* Your objective *
Transcribe the lines running from the start of the records through the line that contains "point(350, 101)", both ends included.
======== Dataset records
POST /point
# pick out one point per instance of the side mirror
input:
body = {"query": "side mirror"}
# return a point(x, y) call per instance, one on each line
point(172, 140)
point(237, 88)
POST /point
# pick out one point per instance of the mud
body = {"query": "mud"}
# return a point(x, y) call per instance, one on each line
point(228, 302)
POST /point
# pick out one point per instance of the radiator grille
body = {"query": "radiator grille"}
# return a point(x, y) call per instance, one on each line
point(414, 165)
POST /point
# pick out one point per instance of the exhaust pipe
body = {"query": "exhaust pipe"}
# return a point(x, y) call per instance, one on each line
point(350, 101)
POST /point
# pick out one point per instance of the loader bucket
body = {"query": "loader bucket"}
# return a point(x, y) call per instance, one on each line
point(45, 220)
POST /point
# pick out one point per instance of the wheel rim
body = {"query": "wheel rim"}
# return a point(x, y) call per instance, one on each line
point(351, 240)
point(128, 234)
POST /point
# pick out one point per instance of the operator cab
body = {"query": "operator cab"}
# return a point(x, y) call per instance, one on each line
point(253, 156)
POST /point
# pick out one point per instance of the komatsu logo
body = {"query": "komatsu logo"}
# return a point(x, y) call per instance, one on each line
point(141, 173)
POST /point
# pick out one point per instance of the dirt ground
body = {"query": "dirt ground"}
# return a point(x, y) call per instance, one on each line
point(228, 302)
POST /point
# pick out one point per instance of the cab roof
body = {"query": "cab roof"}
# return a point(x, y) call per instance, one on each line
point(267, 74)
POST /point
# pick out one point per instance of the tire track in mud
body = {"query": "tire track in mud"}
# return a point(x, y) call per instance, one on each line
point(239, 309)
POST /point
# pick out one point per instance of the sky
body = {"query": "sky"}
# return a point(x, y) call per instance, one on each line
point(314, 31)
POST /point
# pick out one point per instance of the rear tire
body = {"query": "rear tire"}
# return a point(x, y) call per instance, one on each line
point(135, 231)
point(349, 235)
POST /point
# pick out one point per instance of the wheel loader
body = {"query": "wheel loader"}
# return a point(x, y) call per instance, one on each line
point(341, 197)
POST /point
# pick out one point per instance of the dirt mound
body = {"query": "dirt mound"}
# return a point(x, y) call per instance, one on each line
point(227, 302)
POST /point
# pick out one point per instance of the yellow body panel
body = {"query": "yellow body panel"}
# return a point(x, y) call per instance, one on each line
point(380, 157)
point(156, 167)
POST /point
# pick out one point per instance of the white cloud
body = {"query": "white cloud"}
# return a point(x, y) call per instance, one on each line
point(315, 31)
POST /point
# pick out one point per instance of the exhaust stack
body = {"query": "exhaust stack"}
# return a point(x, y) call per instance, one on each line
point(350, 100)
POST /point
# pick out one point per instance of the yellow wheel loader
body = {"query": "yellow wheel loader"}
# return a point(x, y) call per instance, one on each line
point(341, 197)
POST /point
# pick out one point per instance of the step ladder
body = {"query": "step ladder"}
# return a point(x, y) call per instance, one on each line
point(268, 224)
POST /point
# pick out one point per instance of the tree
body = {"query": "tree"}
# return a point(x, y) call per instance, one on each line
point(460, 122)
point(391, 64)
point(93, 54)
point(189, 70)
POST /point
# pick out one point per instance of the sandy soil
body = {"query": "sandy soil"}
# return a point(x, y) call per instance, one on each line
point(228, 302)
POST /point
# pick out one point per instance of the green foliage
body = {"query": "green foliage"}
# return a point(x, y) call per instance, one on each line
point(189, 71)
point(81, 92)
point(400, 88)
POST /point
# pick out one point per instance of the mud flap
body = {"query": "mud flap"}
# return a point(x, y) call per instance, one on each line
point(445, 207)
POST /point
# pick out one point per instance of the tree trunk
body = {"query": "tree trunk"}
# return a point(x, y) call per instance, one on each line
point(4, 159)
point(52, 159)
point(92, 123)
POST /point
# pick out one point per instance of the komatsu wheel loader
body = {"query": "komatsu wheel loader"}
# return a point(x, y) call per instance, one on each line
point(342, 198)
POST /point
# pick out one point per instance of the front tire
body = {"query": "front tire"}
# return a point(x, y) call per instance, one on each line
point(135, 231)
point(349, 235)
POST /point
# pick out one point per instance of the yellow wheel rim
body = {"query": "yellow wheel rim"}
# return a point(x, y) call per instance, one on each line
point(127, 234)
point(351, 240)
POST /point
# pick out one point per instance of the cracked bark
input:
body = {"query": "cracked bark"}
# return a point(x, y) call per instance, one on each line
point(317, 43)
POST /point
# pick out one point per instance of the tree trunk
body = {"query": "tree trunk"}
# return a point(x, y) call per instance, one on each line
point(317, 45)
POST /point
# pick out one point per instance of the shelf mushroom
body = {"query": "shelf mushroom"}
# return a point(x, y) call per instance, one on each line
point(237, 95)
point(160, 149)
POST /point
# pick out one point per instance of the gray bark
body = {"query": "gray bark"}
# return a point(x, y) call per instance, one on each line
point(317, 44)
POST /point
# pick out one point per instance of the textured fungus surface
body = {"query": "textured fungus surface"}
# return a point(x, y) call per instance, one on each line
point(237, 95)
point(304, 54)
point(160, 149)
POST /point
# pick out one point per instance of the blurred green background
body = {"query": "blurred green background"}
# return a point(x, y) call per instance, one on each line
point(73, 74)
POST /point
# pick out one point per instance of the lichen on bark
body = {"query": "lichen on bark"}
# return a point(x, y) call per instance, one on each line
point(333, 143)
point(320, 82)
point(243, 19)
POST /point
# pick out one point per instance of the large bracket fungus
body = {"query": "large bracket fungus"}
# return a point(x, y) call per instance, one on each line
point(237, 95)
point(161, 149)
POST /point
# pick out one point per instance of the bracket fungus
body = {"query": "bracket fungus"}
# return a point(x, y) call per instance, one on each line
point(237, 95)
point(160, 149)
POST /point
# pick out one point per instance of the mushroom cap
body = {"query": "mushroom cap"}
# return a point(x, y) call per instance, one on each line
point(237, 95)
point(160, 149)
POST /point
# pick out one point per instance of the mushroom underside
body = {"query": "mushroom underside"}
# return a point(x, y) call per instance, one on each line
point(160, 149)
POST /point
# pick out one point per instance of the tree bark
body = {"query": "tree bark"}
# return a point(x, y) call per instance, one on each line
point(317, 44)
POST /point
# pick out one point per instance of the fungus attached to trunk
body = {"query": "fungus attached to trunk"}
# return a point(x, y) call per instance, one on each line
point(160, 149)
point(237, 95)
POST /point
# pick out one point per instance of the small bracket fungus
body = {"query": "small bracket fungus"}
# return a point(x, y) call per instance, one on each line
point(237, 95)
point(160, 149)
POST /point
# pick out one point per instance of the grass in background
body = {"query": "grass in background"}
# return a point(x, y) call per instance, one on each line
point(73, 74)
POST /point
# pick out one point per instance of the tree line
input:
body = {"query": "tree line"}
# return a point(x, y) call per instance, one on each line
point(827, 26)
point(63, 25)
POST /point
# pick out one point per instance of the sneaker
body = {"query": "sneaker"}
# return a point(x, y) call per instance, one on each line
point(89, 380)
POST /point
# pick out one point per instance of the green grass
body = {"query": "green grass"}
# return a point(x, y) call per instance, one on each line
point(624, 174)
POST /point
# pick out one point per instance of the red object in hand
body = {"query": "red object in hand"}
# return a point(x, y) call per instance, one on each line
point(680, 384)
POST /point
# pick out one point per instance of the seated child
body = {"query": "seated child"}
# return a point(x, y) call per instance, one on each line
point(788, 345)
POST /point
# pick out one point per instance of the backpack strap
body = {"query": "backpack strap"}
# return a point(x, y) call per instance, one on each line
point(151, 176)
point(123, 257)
================
* Output for this task *
POST /point
# pick out one point per instance of the side mirror
input:
body = {"query": "side mirror"}
# return a point(x, y) call per instance, one on each line
point(172, 140)
point(237, 88)
POST /point
# pick out one point per instance of the mud
body = {"query": "mud"}
# return a point(x, y) call per instance, one on each line
point(228, 302)
POST /point
# pick out one point per instance of the radiator grille
body = {"query": "radiator grille"}
# return a point(x, y) call per instance, one on each line
point(414, 165)
POST /point
# pick out one point per instance of the exhaust pipe
body = {"query": "exhaust pipe"}
# return a point(x, y) call per instance, one on each line
point(350, 101)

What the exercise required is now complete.